PROBLEM TO SOLVE:
Return each line from the items below that contains the word "cactus".

####################

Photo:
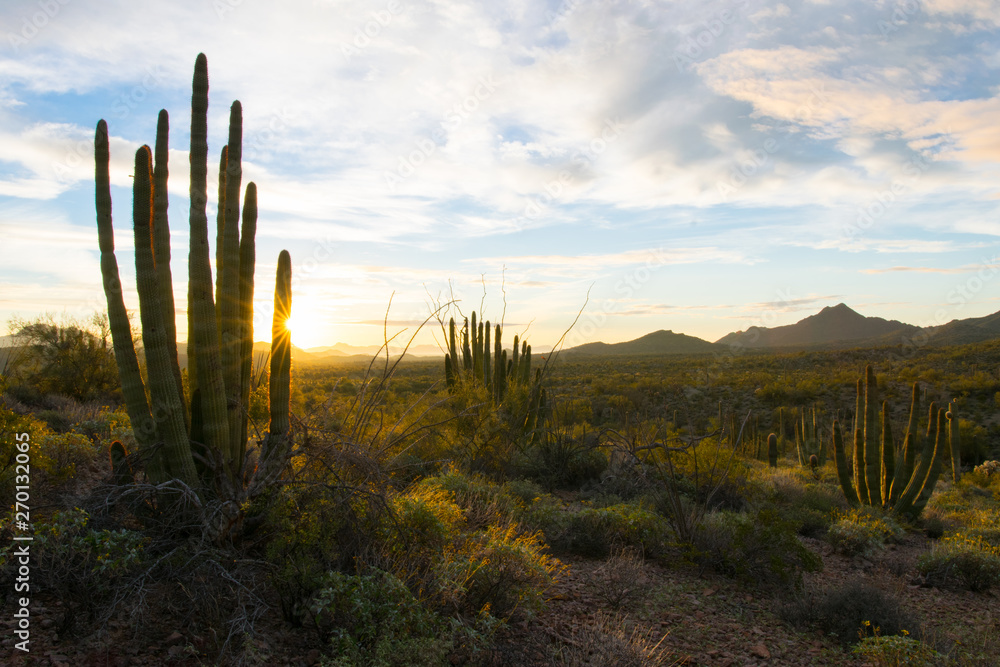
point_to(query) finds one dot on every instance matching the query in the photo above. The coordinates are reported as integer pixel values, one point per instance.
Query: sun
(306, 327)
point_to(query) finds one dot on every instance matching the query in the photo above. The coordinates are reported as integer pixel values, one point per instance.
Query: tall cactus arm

####################

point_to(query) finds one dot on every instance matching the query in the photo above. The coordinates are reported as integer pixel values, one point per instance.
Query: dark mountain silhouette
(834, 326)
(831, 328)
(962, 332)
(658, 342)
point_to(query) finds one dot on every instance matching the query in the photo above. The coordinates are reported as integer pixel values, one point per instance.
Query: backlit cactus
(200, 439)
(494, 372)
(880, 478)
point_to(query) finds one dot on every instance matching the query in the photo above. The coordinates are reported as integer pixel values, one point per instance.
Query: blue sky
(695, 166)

####################

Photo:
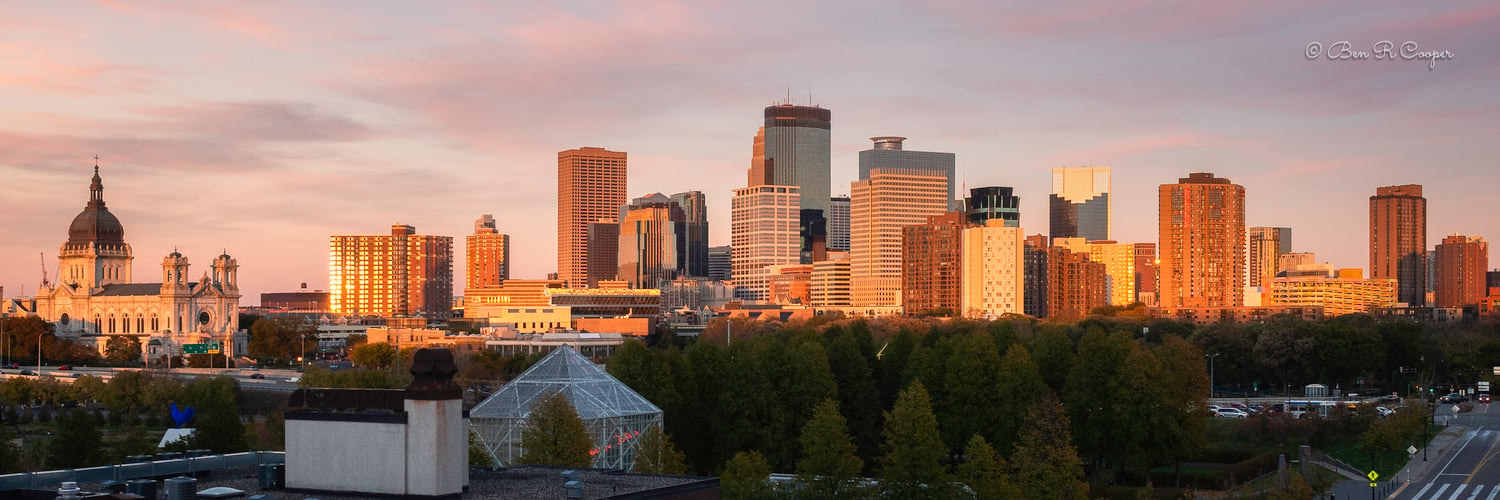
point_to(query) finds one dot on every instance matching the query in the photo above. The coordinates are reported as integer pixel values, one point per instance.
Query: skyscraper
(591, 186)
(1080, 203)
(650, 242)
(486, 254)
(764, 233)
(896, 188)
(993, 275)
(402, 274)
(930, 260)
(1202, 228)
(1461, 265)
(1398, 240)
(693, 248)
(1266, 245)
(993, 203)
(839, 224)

####################

REPLY TO THE TASK:
Query: tall cactus arm
Query: backlit cactus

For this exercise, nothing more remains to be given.